> _Work item_: Report back every line of the entries that contains "yellow", exactly as written.

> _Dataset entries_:
[Start of Attachment]

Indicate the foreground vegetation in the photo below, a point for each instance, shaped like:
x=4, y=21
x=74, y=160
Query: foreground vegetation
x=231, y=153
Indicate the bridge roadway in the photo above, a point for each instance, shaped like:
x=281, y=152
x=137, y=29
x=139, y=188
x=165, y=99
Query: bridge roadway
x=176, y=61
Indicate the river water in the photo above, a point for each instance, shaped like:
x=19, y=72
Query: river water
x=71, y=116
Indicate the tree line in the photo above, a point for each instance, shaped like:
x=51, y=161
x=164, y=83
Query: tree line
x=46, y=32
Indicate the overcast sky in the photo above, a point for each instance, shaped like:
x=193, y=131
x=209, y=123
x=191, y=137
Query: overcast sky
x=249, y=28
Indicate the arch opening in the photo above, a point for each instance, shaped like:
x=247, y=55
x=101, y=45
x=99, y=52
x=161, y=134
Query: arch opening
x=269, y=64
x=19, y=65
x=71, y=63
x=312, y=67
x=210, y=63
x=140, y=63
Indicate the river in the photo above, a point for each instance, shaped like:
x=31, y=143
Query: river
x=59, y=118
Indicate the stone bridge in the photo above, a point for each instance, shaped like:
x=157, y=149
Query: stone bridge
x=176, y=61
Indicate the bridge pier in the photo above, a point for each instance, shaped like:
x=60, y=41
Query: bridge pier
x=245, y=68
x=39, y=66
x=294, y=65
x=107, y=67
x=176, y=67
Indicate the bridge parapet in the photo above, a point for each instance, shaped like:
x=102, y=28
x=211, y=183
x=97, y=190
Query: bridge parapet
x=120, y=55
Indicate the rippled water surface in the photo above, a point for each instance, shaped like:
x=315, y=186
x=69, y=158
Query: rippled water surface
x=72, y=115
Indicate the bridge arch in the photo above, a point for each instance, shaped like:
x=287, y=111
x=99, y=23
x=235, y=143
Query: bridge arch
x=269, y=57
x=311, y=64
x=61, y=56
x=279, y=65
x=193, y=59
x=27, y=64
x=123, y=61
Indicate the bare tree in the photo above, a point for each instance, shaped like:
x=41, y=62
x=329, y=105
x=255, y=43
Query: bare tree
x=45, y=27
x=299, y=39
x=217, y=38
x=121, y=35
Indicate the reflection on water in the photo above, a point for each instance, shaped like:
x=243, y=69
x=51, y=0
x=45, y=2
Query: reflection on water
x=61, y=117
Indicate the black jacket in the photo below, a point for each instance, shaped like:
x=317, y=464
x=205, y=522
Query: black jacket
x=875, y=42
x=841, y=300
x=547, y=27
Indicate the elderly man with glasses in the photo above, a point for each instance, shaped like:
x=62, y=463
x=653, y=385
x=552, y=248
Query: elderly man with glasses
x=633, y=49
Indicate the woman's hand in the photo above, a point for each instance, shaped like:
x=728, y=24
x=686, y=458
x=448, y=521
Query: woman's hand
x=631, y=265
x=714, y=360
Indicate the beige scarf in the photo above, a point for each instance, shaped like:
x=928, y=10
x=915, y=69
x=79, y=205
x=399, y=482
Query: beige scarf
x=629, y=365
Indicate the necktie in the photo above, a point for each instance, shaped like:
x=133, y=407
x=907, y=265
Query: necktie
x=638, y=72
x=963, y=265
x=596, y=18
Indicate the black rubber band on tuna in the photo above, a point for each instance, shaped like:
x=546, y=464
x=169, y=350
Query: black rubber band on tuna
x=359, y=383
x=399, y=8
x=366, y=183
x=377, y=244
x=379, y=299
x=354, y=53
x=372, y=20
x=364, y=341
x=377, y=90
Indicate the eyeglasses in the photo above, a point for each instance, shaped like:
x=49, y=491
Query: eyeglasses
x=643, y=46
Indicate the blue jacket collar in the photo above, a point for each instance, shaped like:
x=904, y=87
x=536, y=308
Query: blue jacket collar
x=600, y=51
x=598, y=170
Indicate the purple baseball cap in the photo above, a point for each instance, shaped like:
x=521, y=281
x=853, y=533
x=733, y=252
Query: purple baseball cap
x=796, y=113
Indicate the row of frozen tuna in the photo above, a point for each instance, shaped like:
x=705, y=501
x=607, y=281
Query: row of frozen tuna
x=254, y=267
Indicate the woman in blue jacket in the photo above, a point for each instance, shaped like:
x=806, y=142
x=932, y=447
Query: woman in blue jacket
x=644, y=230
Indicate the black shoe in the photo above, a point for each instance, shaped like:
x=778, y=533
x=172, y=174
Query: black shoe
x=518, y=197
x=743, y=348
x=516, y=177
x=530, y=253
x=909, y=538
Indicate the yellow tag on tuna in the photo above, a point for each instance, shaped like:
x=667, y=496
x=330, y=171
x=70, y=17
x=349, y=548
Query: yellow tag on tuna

[End of Attachment]

> _Result of this exercise_:
Indicate the yellow tag on tuna in the photo above, a point for each instance, shaped like:
Query: yellow tag on tuna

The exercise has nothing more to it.